---------- THE INPUT

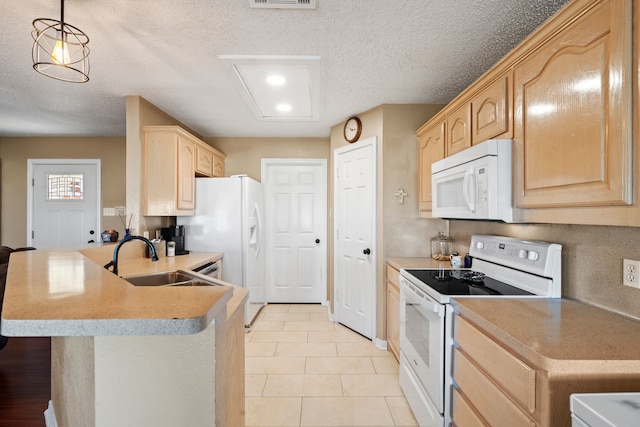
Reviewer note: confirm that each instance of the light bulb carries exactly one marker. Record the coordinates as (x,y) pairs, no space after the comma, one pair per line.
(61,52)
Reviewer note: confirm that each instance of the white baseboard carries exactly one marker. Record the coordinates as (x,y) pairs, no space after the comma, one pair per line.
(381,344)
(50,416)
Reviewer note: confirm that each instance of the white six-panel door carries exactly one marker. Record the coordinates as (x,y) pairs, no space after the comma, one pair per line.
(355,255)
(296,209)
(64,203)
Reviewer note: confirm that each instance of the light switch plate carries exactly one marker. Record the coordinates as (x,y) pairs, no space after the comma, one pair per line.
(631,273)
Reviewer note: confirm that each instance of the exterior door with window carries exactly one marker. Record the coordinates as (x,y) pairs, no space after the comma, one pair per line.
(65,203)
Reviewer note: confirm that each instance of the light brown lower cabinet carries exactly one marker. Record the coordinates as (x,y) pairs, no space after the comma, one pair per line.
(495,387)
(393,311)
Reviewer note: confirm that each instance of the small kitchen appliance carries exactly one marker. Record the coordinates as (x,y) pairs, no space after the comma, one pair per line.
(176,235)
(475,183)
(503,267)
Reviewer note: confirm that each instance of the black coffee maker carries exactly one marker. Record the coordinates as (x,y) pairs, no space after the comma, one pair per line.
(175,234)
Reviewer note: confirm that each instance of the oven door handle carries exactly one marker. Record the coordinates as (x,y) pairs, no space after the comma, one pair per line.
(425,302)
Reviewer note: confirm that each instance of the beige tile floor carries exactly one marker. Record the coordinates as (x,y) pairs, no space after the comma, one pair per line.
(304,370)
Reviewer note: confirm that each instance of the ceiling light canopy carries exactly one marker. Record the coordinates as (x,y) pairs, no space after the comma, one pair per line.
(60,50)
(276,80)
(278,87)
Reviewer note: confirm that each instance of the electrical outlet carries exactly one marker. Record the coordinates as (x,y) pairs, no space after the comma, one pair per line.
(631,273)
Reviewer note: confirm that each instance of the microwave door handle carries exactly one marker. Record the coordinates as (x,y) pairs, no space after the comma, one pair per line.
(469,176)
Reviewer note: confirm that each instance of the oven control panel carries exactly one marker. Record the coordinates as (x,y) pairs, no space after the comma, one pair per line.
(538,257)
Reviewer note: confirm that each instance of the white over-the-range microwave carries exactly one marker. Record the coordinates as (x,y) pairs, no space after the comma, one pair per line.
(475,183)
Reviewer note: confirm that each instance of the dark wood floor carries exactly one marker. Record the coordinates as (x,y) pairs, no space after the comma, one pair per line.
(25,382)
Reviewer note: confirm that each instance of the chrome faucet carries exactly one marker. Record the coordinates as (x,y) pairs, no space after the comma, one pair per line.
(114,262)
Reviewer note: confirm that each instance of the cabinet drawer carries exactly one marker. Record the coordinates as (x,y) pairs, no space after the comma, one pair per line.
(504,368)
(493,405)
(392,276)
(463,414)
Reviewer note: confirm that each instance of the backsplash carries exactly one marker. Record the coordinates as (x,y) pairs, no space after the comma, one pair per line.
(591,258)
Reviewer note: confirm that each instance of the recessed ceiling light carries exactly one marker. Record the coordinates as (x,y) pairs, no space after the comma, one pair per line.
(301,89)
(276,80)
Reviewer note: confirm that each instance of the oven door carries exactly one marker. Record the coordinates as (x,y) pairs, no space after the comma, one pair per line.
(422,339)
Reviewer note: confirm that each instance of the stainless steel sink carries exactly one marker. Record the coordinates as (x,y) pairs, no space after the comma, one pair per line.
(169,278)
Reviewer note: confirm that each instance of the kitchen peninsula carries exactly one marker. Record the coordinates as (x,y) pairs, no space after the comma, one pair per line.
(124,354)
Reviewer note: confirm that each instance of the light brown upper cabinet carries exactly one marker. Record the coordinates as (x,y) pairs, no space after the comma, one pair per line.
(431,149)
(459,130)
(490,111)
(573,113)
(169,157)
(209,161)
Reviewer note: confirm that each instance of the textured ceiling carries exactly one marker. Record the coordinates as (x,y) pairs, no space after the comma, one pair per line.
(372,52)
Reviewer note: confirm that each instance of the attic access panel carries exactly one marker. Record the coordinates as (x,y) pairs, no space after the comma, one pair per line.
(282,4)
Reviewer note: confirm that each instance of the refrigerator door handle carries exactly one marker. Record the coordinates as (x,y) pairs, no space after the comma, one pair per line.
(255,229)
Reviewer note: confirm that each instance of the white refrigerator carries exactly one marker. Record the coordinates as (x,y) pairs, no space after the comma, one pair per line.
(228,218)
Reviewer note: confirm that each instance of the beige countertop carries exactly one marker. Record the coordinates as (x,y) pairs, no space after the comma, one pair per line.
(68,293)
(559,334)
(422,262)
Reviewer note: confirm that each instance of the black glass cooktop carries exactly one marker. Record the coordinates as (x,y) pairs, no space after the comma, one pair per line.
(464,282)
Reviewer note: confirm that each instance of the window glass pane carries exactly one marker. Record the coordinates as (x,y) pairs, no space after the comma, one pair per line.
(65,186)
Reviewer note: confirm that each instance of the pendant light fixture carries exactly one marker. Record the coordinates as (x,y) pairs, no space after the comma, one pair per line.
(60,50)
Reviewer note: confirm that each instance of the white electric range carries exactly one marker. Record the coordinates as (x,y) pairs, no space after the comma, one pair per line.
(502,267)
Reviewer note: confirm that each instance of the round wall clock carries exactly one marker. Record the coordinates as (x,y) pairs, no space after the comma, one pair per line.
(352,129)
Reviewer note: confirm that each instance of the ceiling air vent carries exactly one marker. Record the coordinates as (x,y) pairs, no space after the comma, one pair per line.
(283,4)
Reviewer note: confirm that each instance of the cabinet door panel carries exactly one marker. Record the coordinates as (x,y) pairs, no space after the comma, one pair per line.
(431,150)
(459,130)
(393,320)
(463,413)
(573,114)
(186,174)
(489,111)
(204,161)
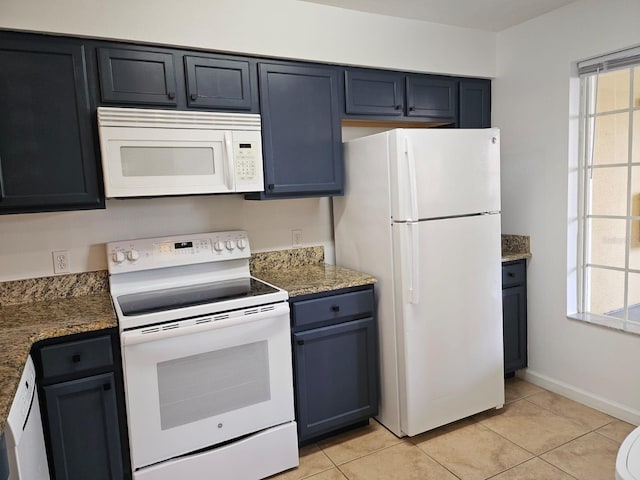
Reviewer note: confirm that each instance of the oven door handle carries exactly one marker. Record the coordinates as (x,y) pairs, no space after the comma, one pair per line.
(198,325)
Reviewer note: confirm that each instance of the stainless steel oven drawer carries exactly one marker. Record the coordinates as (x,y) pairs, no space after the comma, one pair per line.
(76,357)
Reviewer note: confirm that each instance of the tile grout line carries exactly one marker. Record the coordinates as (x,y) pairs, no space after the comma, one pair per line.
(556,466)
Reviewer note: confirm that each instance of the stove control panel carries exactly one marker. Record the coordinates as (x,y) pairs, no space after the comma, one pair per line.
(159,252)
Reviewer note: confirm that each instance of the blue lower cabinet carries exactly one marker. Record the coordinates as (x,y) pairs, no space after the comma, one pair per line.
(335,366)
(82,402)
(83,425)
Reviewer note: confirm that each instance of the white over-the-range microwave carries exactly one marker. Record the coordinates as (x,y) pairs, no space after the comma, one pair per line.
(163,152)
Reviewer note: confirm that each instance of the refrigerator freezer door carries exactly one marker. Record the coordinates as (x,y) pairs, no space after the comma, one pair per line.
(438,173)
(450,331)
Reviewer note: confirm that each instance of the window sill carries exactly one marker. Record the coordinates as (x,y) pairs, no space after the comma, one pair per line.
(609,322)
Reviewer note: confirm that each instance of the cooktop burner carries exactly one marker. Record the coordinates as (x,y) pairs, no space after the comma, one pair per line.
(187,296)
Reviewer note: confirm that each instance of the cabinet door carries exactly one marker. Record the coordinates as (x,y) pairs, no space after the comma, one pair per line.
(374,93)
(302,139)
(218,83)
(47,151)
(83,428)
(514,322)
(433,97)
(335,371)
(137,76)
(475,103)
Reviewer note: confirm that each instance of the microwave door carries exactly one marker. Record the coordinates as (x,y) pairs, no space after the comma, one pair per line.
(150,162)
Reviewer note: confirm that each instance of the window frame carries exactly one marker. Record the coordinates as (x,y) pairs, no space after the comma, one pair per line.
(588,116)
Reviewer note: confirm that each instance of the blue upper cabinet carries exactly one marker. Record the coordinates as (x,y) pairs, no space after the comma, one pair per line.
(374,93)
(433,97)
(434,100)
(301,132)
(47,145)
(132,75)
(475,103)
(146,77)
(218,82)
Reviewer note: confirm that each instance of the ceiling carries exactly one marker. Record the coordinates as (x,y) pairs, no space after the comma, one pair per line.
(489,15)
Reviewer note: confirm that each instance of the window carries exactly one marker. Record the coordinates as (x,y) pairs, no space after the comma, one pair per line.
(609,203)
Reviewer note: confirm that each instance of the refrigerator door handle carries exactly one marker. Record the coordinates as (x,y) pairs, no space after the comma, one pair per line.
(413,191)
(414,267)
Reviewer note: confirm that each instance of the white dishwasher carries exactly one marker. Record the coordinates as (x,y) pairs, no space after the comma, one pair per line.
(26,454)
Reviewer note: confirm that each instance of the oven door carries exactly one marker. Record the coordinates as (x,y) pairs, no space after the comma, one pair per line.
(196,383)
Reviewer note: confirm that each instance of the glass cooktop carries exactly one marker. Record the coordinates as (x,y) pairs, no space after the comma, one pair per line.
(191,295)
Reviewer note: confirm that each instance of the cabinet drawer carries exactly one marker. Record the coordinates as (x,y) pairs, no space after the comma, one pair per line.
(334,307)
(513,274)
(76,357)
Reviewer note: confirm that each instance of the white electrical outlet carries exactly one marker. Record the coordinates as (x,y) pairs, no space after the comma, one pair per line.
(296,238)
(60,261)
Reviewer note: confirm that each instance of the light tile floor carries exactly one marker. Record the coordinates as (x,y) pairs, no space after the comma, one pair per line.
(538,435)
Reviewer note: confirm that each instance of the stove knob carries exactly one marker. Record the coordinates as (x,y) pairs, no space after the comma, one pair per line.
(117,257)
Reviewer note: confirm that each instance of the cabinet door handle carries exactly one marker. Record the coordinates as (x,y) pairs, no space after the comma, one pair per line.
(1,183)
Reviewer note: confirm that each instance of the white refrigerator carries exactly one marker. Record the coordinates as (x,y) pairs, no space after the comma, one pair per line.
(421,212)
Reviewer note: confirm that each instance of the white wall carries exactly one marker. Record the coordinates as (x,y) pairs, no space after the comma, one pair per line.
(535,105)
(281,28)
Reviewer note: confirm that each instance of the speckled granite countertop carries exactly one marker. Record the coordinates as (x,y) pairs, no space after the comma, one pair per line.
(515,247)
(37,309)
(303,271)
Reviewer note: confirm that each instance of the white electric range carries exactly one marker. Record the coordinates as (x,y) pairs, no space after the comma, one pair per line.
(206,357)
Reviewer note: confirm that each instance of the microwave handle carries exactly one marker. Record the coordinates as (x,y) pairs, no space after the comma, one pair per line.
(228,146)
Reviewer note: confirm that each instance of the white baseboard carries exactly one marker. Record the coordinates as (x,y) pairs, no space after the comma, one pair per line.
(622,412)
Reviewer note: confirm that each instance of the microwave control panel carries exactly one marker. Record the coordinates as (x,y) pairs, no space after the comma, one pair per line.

--------------------

▶ **WHAT IS REQUIRED**: Repeat exactly the lines from the one containing "cabinet door handle" through the last line of the records above, both included, and nothing else.

▶ **SOLUTION TO THIS TASK**:
Reviewer note: confirm that each instance of the cabinet door handle carries exactly one marker. Record the coordinates as (x,y) pairs, no space after the comma, one pair per line.
(1,183)
Reviewer note: confirm that each instance of the white refrigerator carries exactly one marker. Record the coordinates as (x,y) pairs, no space after the comma, one pair per line.
(421,212)
Reviewer note: confirm that each instance of the white wall carries exactly one marker. Record the coordinates as (x,y) pairs, no space after the comma, one pair per line.
(535,105)
(281,28)
Reviewer note: confirm that each instance of the speckled granite countertop carries exactly one marker. Record the coordinates as (x,y) pairs, no space after the comma, one pair per line.
(515,247)
(37,309)
(303,271)
Reviewer note: confirm that each instance of the white electric range carries exactly one marker. Record the coordinates as (x,y) pairs, no space after the comma, one pair per line.
(206,357)
Reviewer note: confirm that each instance of the microwave handle carries exactly one marker. Record the coordinates as (x,y) pairs, no space after the comma, one pair per line.
(228,146)
Reviewer note: confirm that each instance of the white baseboard carries exactly one marker. Record the coordinates as (x,y) pairs, no space after the comma, one pair per line.
(622,412)
Reviewer note: confirm that each instance of the microwave control panel carries exactly one marker. Record the coordinates as (x,y) pairs, no space after the comma, one pair per line.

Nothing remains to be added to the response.